Selected text:
══════════

In 1993 the UN Security Council "acting under Chapter VII of the Charter on the United Nations" approved a report made by the Secretary General which concluded beyond doubt that the law applicable in armed conflict as embodied in the Geneva Conventions of 12 August 1949 and the Hague Convention (IV) of 18 October 1907 had become part of international customary law. Breaches of the principles contained in the conventions were subsequently placed within the competence of an international criminal tribunal charged with prosecuting the responsible individuals. see Security Council Resolution 827, 25 May 1993, the commentary with regard to customary law in the UN article on The Statute For the International Criminal Tribunal for the Former Yugoslavia, and War crimes law comes of age, By Theodor Meron, page 212.

When a possible conflict arose with the national law of the Federal Republic of Germany, the Tribunal drew attention to the obligations of states under the Security Council resolutions and repeated the self-evident principle of international law that states cannot invoke their own municipal laws as a basis for avoiding their international obligations. see International Law Reports, By E. Lauterpacht, et. al. page 8

In 1995 the United Nations Diplomatic Conference of Plenipotentiaries met to debate, crystallize, and codify international criminal law in the Rome Statute of the International Criminal Court. see Sources of International Law – The Place of Treaties. The Statute mentions the Geneva Conventions in Article 8. "War crimes". Those provisions are declaratory of custom which is binding on all parties in an armed conflict. States that do not ratify the Rome Statute can only opt-out to the extent that the various provisions therein do not form a part of international customary law. See the briefing on the Harvard Program on Humanitarian Policy and Conflict Research, International Humanitarian Law Initiative: The Legal status of Israeli settlements under International Humanitarian Law.

══════════

Records:
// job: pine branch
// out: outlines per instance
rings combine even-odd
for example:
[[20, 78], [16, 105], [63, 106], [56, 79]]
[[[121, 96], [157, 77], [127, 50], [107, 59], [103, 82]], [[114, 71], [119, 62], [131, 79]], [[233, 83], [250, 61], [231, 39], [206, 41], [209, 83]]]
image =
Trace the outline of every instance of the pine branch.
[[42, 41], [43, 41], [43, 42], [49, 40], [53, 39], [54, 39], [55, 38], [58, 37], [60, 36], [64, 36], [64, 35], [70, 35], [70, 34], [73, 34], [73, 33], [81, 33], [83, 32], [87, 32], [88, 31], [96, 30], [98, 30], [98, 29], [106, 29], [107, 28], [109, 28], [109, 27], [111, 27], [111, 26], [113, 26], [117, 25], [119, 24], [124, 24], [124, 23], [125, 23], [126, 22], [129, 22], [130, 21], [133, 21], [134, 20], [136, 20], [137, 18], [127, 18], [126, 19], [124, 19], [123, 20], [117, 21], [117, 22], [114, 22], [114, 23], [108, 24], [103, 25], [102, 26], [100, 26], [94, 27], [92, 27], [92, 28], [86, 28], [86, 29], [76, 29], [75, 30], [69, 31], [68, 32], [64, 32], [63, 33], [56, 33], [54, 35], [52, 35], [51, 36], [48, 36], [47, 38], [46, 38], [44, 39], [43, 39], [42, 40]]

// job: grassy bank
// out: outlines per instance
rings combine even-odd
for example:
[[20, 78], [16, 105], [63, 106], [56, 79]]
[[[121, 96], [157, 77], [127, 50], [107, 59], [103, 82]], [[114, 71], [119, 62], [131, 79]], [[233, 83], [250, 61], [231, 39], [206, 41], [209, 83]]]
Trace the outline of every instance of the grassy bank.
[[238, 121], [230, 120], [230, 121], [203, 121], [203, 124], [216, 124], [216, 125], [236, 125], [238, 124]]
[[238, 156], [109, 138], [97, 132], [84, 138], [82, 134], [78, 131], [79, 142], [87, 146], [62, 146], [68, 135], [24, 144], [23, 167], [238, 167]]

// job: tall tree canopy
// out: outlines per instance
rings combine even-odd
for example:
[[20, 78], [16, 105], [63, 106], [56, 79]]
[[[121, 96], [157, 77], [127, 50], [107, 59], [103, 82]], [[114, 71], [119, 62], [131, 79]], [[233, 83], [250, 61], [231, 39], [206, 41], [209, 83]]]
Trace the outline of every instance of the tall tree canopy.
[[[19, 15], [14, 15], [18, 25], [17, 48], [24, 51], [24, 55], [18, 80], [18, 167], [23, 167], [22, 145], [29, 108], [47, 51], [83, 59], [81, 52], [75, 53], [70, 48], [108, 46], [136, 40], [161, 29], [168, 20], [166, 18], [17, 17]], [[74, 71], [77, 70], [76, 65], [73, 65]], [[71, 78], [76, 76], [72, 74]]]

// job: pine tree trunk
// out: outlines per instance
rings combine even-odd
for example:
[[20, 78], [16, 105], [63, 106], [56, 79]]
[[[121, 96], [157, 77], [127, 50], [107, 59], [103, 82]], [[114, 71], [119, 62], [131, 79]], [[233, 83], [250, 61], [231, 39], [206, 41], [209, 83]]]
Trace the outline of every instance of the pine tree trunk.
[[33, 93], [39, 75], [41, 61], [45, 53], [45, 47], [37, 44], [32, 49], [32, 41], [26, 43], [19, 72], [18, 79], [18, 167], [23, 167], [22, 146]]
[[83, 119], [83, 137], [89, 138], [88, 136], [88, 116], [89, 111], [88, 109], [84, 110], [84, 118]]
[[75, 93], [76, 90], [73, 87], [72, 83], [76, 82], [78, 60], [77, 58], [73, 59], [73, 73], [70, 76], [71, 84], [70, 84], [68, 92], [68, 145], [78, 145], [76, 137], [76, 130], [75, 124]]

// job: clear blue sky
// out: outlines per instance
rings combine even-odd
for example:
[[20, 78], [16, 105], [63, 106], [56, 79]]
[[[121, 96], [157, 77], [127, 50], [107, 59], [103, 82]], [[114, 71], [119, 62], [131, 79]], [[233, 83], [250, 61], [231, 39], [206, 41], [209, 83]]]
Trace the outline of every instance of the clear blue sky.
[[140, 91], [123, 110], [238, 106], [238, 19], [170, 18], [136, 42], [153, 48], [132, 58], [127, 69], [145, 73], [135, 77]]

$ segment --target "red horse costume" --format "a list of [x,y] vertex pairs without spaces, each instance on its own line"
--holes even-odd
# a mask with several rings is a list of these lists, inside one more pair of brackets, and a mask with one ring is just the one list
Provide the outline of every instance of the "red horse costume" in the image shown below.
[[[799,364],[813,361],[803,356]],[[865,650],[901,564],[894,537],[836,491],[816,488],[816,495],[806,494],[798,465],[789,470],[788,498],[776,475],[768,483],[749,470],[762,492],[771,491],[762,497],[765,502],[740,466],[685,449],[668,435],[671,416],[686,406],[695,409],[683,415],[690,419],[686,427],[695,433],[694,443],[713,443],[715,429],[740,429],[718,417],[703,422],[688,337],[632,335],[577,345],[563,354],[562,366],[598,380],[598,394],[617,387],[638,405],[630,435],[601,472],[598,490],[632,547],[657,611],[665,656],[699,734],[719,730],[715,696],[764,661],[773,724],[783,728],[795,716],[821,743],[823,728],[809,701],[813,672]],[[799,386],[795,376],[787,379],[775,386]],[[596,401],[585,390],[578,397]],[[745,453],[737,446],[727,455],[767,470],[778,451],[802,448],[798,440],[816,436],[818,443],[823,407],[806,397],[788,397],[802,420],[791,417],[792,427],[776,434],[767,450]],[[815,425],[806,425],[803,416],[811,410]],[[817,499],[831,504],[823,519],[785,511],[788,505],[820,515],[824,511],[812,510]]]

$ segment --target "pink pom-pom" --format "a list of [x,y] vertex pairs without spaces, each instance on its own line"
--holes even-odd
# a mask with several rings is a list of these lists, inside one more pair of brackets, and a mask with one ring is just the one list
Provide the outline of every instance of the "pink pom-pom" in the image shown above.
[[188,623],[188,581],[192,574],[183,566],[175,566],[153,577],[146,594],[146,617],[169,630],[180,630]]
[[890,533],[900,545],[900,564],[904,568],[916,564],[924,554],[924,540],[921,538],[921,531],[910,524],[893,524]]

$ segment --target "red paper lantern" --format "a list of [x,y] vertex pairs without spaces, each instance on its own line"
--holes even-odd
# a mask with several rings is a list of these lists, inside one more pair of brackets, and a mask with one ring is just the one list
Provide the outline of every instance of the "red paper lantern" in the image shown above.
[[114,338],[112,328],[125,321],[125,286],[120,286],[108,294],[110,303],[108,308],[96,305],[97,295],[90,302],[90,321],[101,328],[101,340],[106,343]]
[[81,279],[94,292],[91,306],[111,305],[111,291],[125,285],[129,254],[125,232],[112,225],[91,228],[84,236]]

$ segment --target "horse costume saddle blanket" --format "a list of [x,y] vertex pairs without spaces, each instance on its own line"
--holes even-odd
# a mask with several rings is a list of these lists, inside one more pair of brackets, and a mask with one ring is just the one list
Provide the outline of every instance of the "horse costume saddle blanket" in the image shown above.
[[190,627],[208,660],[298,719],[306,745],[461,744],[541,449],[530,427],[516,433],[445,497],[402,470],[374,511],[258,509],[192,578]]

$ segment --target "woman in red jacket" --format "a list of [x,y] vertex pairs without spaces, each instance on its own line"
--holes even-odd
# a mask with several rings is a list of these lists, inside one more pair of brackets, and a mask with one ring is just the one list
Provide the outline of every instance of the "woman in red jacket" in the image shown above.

══════════

Tasks to complete:
**a)** Answer from the text on war crimes law:
(i) In what year did the UN Security Council approve the Secretary General's report?
(ii) What principle did the Tribunal repeat when a possible conflict arose with the national law of the Federal Republic of Germany?
(iii) In which article does the Rome Statute mention the Geneva Conventions?
**b)** Translate this sentence from the text on war crimes law into Spanish: "Those provisions are declaratory of custom which is binding on all parties in an armed conflict."

Written responses:
**a)**
(i) 1993
(ii) States cannot invoke their own municipal laws as a basis for avoiding their international obligations.
(iii) Article 8

**b)** Esas disposiciones son declarativas de la costumbre, que es vinculante para todas las partes en un conflicto armado.